Excerpts from bounding box data
────────────────
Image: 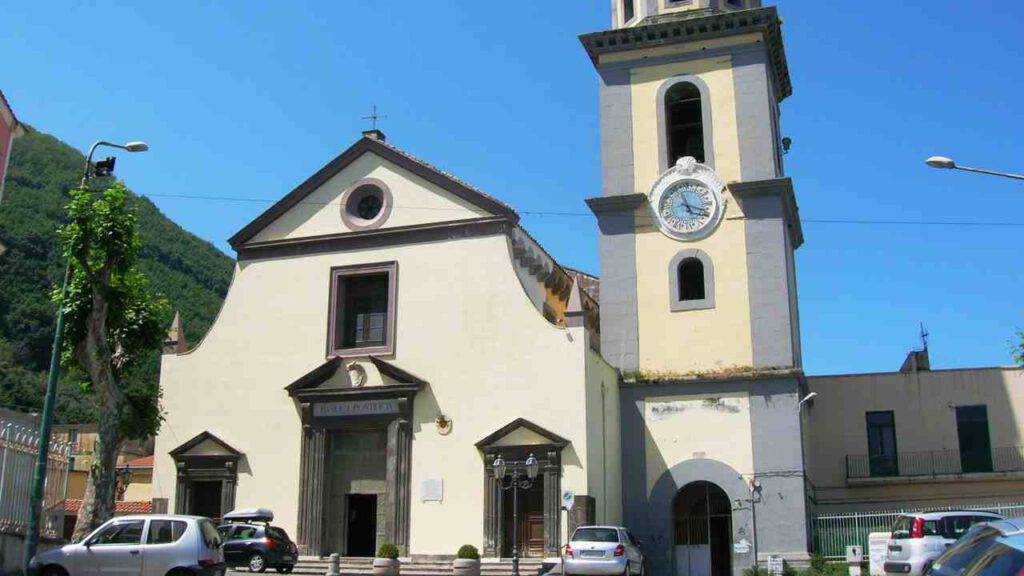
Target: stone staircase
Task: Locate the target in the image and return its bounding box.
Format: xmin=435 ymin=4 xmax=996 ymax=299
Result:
xmin=258 ymin=558 xmax=541 ymax=576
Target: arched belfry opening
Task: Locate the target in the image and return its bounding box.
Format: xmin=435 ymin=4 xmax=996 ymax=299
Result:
xmin=665 ymin=82 xmax=706 ymax=166
xmin=673 ymin=481 xmax=732 ymax=576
────────────────
_GIVEN TASK:_ Update the data above so that every "Locate" reads "Find", keeping everything else the same and leaving out the pictures.

_ANSWER TO THE PROBLEM:_
Image: 
Target: stone staircase
Task: Find the target in the image and return its bounding box.
Format: xmin=435 ymin=4 xmax=996 ymax=299
Result:
xmin=258 ymin=558 xmax=541 ymax=576
Target: arched belfry opening
Task: Find the target in the image and return its bounding box.
Format: xmin=435 ymin=4 xmax=996 ymax=299
Result:
xmin=665 ymin=82 xmax=706 ymax=166
xmin=673 ymin=481 xmax=732 ymax=576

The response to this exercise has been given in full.